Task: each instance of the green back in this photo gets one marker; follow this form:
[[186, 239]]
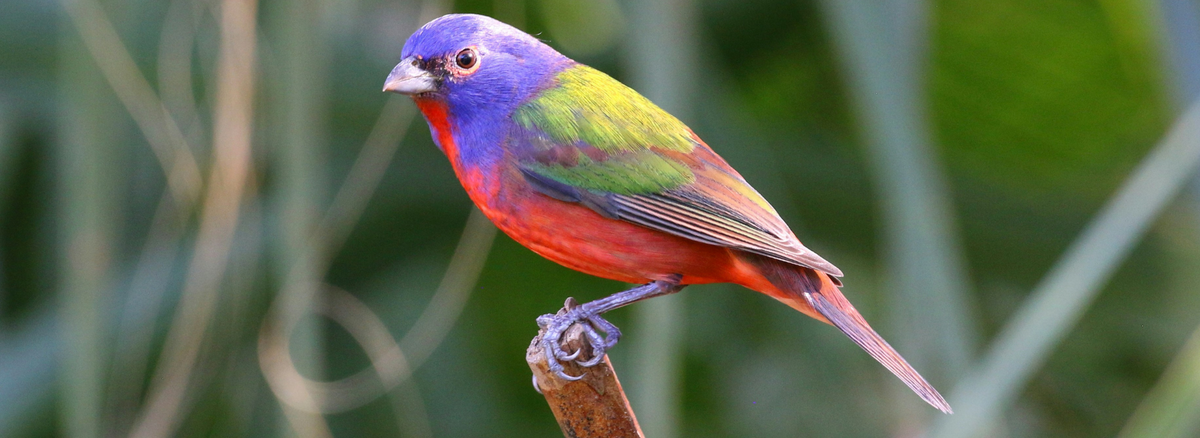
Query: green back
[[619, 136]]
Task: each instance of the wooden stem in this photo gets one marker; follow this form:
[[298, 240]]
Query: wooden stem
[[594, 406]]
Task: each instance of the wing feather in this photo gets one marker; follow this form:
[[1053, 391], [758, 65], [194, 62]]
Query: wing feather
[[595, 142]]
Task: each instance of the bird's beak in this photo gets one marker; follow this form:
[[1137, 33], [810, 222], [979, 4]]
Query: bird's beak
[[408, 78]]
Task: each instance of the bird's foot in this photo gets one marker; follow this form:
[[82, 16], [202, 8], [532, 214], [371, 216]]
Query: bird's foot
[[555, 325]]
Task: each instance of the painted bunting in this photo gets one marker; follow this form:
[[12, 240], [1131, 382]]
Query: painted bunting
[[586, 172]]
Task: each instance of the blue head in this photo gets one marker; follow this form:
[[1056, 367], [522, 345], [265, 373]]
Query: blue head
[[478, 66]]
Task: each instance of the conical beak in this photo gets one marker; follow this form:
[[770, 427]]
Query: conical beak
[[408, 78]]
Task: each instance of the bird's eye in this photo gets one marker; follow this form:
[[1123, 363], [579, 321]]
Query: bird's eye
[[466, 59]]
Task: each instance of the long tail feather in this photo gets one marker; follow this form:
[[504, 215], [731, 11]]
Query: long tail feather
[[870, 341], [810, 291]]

------------------------------------------------------------

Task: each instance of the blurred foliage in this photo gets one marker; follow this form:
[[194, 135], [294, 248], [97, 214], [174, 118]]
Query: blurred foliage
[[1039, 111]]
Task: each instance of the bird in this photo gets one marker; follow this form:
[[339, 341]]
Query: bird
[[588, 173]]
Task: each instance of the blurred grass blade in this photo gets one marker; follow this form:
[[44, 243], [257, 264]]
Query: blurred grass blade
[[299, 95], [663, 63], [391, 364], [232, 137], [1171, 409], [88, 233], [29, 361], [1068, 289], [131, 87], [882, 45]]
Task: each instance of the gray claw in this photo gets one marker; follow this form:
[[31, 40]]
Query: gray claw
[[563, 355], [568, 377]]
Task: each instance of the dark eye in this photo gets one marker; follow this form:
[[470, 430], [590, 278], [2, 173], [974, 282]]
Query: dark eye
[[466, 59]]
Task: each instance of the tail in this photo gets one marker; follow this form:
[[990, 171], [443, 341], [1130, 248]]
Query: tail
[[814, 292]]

------------------------------------------------------------

* **Exercise instructions**
Can you copy out the rows word for word, starting at the line that contains "Task: each instance of the bird's beak" and ending with the line that contains "[[555, 325]]"?

* **Completed exercise**
Task: each instance of the bird's beak in this photo gets one marker; follow this form:
[[1137, 33], [810, 222], [979, 4]]
Query: bird's beak
[[408, 78]]
Task: each instance of the bird's foot in this photo gets one marker; follow this form:
[[82, 16], [202, 8], [532, 214], [371, 216]]
Query: bird's foot
[[555, 325]]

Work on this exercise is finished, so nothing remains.